[Opening SELECTED TEXT section]

= Yellowface II budgerigar mutation =

Genetic mutation affecting the colour of budgerigars

The Yellowface II budgerigar mutation is one of approximately 30 mutations affecting the colour of budgerigars. In combination with the Blue, Opaline and Clearwing mutations, the single factor Yellowface II mutation produces the variety called Rainbow.

== Appearance ==
The single factor (SF) Yellowface II Skyblue variety is like a normal Light Green but has a very bright body colour midway between blue and green — a shade often called sea-green or turquoise. The body feathers of the SF Yellowface II Cobalt are bottle-green and in the SF Yellowface II Mauve they are a mixture of mauve and olive.

The double factor (DF) Yellowface II Skyblue variety is very similar to the Yellowface I Skyblue, but the yellow pigmentation is brighter, and tends to leak into the body feathers to a greater extent.

== Historical notes ==
Although not recognised as such at the time, it is possible that the first Yellowface II birds to be reported in the UK were bred by Jack Long of Gorleston-on-Sea in 1935.
A contemporary report
of his breeding says, "Mrs Lait mated a dark green cock to a greywing mauve hen, and in their third nest was a pale greywing mauve hen with a distinct (light lemon yellow) mask and bib, with the under tail feathers yellow and with yellow on the wings in the places where the normal blue bird is white. This hen ... was mated with a cobalt/white cock and they have produced five youngsters, all having yellow masks like their mother. Mr Long's birds were bred from a dark green of a somewhat olive shade mated to a rather unusually coloured hen, which appears to be a green but has a turquoise suffusion on the breast, etc. The first nest produced 3 cobalt birds with yellow masks, etc, like Mrs Lait's birds described above, and one green-blue bird like the mother. The second nest produced exactly the same result."

The description of the birds suggests that Mr Long's birds were a DF Yellowface II Cobalt cock and a SF Yellowface II Cobalt hen, but the breeding of Cobalts with yellow masks places this in doubt.

== Genetics ==
The genetics of the several Yellowface mutations and their relation to the Blue mutation are not yet fully and definitively understood.

Much confusion and misunderstanding have arisen because the popular names given to these mutations are misleading. These mutations do not generate a yellow face, as the names might suggest. Rather the action of all these mutations is to reduce the yellow pigmentation, either entirely or to some degree, with respect to the wild-type Light Green. Had these mutations been named 'Yellow-less' rather than 'Blue' or 'Yellowface' their action might have been more easily understood from the outset. But the traditional names are engrained and are retained here.

[Closing SELECTED TEXT section]

* TASK GOAL:
According to the Yellowface II article, which variety is produced when the single factor Yellowface II mutation is combined with the Blue, Opaline and Clearwing mutations? The records have no connection to the Yellowface II article.

[Opening SUPPLIED DATA section]

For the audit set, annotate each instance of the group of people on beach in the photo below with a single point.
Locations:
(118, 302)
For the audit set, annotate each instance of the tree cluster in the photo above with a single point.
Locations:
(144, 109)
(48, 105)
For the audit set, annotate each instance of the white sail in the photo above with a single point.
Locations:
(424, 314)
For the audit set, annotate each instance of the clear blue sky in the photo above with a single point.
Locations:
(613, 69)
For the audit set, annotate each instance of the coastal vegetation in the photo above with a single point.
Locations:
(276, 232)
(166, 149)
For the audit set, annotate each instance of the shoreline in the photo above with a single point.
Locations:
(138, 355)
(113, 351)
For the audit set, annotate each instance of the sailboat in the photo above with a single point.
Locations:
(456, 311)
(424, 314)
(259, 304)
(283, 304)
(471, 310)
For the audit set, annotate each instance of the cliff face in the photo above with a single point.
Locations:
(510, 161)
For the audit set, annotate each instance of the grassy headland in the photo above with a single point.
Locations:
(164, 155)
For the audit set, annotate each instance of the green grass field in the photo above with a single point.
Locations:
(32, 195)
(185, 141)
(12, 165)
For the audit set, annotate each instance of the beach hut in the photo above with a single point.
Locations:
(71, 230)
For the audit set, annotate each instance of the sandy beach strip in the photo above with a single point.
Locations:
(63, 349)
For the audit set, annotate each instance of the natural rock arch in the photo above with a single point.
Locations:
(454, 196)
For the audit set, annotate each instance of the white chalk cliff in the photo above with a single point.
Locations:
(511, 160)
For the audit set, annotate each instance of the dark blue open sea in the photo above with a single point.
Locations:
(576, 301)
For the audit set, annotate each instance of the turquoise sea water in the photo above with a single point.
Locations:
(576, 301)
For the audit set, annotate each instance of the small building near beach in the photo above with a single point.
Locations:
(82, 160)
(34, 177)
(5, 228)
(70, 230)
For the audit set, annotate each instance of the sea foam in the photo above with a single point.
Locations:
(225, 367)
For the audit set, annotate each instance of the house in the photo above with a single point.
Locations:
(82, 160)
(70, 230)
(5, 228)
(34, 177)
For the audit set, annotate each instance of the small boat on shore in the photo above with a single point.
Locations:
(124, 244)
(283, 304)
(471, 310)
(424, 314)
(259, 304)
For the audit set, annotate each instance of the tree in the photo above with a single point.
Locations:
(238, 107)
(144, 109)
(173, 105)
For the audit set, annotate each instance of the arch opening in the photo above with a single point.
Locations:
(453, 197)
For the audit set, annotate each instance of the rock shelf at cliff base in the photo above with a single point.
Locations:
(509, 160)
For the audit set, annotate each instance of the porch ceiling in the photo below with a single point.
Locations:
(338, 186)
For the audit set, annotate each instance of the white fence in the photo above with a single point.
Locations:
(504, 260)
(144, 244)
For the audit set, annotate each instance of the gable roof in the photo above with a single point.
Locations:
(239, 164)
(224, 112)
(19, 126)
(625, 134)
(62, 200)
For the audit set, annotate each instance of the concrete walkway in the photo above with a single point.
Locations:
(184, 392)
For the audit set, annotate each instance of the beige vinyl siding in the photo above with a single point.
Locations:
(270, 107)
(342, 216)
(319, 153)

[Closing SUPPLIED DATA section]

* WRITTEN SOLUTION:
The variety called Rainbow.